Your instructions: Lay out the listing as a JSON list of strings, one string per line, from its start up to and including the line containing "602 2 L 580". Omit blank lines and leave out the pictures.

Region annotation entries
########################################
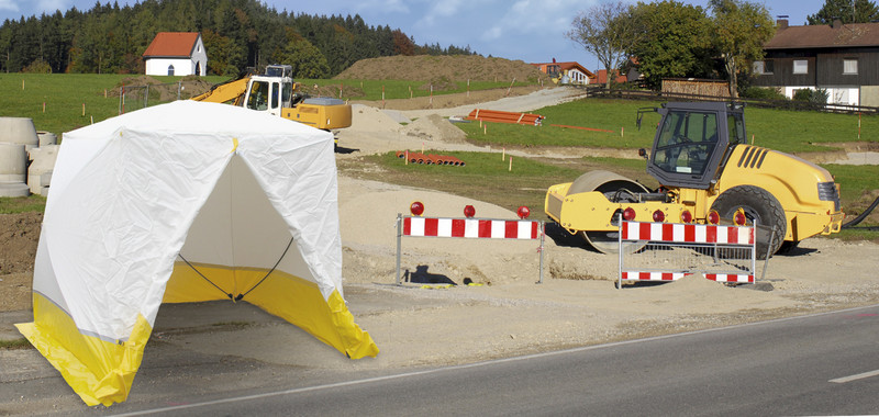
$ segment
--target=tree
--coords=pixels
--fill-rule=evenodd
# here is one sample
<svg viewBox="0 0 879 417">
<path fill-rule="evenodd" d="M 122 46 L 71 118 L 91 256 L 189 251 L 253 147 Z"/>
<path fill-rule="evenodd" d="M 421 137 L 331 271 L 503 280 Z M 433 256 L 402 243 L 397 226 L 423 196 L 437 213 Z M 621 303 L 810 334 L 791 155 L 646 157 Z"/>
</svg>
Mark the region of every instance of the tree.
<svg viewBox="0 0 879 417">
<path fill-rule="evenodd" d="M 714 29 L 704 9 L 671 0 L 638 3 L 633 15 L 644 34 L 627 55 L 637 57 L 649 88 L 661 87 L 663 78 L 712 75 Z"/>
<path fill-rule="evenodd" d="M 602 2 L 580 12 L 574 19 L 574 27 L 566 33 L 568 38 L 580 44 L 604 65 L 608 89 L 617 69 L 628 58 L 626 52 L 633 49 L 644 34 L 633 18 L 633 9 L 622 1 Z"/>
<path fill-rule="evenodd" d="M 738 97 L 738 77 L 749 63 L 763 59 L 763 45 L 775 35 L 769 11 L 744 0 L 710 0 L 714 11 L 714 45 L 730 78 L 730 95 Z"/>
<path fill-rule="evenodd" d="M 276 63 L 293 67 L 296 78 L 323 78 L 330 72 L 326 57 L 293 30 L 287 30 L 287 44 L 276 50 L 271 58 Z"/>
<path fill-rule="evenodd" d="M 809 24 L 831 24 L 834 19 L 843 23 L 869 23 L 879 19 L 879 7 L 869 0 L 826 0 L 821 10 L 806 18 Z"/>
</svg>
########################################
Full response:
[
  "$ segment",
  "--target=tree",
  "--coords=pixels",
  "--fill-rule=evenodd",
  "# here is one sample",
  "<svg viewBox=\"0 0 879 417\">",
  "<path fill-rule=\"evenodd\" d=\"M 122 46 L 71 118 L 91 256 L 189 251 L 253 147 Z\"/>",
  "<path fill-rule=\"evenodd\" d=\"M 421 137 L 331 271 L 503 280 Z M 433 256 L 402 243 L 397 226 L 423 196 L 437 213 Z M 621 303 L 810 334 L 791 155 L 646 157 Z\"/>",
  "</svg>",
  "Mark the region of every instance of the tree.",
  "<svg viewBox=\"0 0 879 417\">",
  "<path fill-rule=\"evenodd\" d=\"M 714 29 L 704 9 L 671 0 L 638 3 L 633 15 L 644 34 L 627 55 L 637 57 L 649 88 L 661 87 L 663 78 L 712 75 Z\"/>",
  "<path fill-rule=\"evenodd\" d=\"M 602 2 L 580 12 L 574 19 L 574 27 L 566 33 L 568 38 L 580 44 L 604 65 L 608 89 L 617 69 L 628 58 L 626 52 L 633 49 L 644 34 L 633 18 L 633 9 L 622 1 Z\"/>"
]